#### Page excerpt
Legislators
Unveil True
Compromise
Protect
Patients
Hospitals

Over the past several weeks principals of the Massachusetts Nurses Association and the Massachusetts Hospital Association negotiated with leaders of the House of Representatives to work towards a compromise bill to improve patient care in hospitals.

The highlights of the compromise bill legislative leaders developed include:

Patient safety protections

  • Directs the Massachusetts Department of Public Health to set an optimum target RN-to patient assignment and to set safe limits on how many patients a registered nurse can be assigned at one time in acute care hospitals.
  • The staffing levels would be based on scientific research on nurse staffing and patient outcomes and expert testimony for each specialty area.
  • Creates standardized criteria to adjust the nurses’ patient assignment in order to better meet patient care needs.
  • Prohibits the dangerous practice of mandatory overtime.
  • Assures that hospitals cannot delegate to unlicensed personnel duties which demand nursing expertise.

Ensures a continued strong pipeline of nurses into the profession

  • Creates programs to increase nurse faculty in our schools of nursing.
  • Creates nurse recruitment initiatives to increase the supply of nurses, including nursing scholarships and mentorship programs.
  • Provides for refresher programs to assist nurses in returning to practice at the hospital bedside.

Strong hospital and patient protections

  • Provides ample time for hospitals to meet the new staffing standards and limits: with implementation in teaching hospitals in 2008 and in all community hospitals in 2010.
  • Allows hospitals that can prove a financial inability to comply with the law to delay implementation.
  • Requires prominent posting of the daily RN staffing standards on each unit.
  • Calls upon DPH to monitor compliance, investigate non-compliance and to enforce compliance through a variety of actions including fines.
 
The 23,000 members of the Massachusetts Nurses Association
applaud the efforts of all in involved to address this important patient
 
safety issue and we wholeheartedly endorse this compromise.

(Stored items)
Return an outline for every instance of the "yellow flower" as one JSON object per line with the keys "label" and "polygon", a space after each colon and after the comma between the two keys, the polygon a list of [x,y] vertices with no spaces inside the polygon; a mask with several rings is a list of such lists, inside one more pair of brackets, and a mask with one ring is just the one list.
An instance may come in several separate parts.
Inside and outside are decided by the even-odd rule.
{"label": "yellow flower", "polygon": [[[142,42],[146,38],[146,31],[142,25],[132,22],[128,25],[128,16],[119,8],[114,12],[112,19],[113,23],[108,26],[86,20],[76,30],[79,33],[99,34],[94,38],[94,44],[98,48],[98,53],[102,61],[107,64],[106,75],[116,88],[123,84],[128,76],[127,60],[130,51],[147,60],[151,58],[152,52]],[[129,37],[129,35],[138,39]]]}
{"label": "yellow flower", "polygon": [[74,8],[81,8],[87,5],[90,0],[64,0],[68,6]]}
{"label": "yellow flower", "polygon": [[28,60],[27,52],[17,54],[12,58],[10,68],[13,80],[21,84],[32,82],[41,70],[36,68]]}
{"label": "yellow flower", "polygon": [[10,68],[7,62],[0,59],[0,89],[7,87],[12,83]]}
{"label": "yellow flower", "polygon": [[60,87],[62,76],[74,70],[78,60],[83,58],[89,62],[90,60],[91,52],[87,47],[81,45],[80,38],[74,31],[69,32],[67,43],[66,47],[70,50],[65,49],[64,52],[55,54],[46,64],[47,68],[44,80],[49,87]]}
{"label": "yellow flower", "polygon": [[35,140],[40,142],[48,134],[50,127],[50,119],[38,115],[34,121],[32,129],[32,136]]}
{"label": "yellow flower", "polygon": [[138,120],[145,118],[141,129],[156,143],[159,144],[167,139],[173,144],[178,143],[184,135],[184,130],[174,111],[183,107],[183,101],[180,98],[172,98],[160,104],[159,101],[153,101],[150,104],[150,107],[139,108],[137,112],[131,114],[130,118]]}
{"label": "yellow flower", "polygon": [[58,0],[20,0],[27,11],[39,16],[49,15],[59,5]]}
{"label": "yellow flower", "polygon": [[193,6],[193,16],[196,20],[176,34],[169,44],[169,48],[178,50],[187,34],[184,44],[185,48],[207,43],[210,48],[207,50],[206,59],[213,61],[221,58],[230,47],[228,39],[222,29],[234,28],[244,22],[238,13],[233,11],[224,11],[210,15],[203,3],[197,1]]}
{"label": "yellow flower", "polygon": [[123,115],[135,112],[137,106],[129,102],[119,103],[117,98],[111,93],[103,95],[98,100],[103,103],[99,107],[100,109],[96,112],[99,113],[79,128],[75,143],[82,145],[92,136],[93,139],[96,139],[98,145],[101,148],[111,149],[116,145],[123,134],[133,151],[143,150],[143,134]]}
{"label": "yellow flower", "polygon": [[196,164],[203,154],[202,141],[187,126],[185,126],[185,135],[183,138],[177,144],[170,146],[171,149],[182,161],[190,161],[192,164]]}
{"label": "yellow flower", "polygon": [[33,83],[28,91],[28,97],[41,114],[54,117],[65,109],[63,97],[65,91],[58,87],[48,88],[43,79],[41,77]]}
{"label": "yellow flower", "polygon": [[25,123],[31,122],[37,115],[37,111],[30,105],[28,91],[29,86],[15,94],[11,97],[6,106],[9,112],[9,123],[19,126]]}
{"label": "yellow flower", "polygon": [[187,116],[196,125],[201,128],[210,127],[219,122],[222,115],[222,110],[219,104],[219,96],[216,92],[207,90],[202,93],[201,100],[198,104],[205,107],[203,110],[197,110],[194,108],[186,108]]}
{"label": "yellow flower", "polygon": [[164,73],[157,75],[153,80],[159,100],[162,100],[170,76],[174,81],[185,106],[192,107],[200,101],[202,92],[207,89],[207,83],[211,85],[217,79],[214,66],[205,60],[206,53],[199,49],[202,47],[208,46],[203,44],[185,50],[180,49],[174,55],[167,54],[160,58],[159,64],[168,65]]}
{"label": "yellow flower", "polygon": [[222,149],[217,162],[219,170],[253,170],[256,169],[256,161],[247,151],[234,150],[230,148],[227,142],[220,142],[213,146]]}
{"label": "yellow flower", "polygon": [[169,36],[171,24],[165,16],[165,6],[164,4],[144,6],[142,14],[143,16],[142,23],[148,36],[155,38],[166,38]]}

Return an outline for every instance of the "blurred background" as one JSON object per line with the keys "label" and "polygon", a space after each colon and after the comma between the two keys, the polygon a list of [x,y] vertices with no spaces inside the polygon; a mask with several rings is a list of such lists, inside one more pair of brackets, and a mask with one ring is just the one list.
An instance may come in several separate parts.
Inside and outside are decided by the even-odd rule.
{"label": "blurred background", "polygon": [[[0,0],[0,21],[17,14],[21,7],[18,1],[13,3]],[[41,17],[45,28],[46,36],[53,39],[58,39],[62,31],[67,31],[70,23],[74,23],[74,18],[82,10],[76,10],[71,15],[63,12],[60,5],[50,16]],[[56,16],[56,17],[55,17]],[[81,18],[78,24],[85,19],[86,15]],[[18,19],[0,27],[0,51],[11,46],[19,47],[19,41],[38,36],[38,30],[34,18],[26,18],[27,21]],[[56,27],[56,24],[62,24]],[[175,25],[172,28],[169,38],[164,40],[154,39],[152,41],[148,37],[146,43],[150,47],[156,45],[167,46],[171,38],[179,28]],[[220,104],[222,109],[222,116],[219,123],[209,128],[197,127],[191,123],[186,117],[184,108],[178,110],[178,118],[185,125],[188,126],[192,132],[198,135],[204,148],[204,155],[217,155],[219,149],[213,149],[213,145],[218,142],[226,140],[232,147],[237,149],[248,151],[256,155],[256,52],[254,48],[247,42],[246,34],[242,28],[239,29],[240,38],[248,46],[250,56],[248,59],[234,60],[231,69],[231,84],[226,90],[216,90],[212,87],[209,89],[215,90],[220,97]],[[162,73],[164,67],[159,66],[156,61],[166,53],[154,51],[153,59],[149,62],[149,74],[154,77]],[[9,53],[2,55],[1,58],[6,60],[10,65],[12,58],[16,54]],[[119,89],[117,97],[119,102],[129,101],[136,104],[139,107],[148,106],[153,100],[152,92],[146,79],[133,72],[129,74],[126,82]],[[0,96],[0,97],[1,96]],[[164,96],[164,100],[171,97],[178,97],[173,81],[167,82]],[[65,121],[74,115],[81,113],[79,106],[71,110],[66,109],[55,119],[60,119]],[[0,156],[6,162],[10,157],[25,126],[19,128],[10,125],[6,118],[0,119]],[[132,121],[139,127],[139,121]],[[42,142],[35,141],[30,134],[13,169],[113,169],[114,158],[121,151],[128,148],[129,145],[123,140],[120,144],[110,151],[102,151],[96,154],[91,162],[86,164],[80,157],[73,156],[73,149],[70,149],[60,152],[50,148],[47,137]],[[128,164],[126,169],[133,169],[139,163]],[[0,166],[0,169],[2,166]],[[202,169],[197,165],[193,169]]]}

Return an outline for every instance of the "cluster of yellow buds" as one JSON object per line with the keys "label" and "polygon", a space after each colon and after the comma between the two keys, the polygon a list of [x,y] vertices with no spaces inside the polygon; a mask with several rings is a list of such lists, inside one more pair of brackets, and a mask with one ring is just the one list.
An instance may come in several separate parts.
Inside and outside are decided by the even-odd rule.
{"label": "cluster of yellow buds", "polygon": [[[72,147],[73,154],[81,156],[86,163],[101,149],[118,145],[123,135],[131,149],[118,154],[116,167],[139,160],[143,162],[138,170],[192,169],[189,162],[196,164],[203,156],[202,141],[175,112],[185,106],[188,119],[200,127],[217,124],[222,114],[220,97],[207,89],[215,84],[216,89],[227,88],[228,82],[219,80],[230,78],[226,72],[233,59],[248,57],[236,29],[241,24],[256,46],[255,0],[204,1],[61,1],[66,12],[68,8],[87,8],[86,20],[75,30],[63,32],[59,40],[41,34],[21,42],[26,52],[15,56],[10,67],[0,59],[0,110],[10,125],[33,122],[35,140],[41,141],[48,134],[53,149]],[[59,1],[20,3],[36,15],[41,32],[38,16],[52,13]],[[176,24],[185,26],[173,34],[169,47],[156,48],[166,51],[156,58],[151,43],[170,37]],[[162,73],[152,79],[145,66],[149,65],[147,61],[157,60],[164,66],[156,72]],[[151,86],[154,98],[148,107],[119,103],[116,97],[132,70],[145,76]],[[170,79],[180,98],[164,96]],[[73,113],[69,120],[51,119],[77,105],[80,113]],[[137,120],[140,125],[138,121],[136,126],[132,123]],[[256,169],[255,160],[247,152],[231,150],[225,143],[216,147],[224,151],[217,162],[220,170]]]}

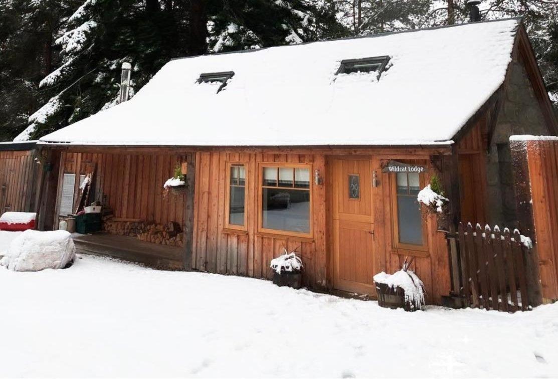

#### Things to do
a) According to the compromise bill summary, in what year would all community hospitals have to meet the new staffing standards?
b) From the compromise bill summary, copy word for word the passage starting with "Ensures a continued" and going on through "hospitals in 2010.".

#### Solutions to the exercise
a) 2010

b)
Ensures a continued strong pipeline of nurses into the profession

  • Creates programs to increase nurse faculty in our schools of nursing.
  • Creates nurse recruitment initiatives to increase the supply of nurses, including nursing scholarships and mentorship programs.
  • Provides for refresher programs to assist nurses in returning to practice at the hospital bedside.

Strong hospital and patient protections

  • Provides ample time for hospitals to meet the new staffing standards and limits: with implementation in teaching hospitals in 2008 and in all community hospitals in 2010.